| WRITTEN PROBLEM |
Replace "thickest part" with "widest part" in everything from the line containing "of the arch" down to the final line, and write out that stretch again with nothing else changed.

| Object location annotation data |
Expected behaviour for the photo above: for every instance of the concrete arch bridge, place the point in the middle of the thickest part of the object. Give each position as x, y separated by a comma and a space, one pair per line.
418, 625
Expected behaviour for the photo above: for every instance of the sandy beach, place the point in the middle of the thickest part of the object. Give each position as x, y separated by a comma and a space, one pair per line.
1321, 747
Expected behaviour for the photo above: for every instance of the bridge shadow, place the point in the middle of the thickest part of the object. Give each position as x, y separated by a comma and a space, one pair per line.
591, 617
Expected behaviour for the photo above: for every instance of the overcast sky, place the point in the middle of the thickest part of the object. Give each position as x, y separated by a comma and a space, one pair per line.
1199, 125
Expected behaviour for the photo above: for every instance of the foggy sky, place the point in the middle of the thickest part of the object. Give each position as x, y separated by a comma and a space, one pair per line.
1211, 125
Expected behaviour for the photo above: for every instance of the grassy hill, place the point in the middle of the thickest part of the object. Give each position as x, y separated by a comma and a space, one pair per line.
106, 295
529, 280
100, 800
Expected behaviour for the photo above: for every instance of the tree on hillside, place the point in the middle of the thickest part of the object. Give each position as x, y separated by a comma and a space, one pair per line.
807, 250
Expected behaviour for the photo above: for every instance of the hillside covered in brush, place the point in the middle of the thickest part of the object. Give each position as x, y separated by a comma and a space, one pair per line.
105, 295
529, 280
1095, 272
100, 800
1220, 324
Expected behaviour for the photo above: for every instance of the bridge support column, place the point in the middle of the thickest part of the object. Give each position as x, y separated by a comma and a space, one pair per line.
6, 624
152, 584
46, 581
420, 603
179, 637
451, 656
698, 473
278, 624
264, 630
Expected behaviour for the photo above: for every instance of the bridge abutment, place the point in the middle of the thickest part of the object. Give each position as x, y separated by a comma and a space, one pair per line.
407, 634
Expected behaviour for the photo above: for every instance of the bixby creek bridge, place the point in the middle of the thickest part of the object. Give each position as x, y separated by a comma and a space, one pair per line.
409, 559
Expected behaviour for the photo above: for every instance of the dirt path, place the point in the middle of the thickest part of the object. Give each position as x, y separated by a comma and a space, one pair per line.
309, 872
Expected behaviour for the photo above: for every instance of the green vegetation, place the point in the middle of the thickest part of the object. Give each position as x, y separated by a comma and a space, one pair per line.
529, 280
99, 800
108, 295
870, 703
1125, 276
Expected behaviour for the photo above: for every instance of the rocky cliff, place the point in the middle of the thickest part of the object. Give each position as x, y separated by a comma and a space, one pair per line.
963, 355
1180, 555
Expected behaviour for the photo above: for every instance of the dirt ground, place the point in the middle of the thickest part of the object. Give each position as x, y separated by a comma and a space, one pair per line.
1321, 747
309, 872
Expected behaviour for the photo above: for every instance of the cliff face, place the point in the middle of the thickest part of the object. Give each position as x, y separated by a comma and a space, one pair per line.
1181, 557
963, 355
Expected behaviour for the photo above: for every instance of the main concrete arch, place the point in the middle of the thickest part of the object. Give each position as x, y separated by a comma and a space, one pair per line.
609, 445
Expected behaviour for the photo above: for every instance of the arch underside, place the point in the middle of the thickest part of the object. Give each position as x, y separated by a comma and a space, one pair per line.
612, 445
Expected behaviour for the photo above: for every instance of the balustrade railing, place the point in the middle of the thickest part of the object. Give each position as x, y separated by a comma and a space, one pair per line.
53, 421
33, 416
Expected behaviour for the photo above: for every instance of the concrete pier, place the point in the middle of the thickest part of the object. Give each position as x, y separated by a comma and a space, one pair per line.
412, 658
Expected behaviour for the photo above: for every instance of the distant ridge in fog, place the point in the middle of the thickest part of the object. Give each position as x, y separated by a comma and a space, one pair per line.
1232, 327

| EXERCISE ANSWER |
Expected behaviour for the photo above: for every instance of the arch underside, place the point in the middle of the widest part of the object. Give each position as x, y separated by a comma and a space, one pair per line.
612, 445
Expected behaviour for the photo above: for every instance of the balustrade railing, place the point in the middle of the widest part of the object. Give each position as x, y separated by a comma and a space, one pair per line.
53, 421
33, 416
Expected behaviour for the photo above: for every instance of the concrete pier, place the point in the middle of the widest part of the object. Give each position as x, y separated by a comma and a space, one pair per line.
412, 658
Expected behaviour for the photo above: for every instance of the distant ridge in fog, place the point in the middle of the widest part of the object. Give each position as x, y separated by a comma and a space, one pair per line.
1232, 327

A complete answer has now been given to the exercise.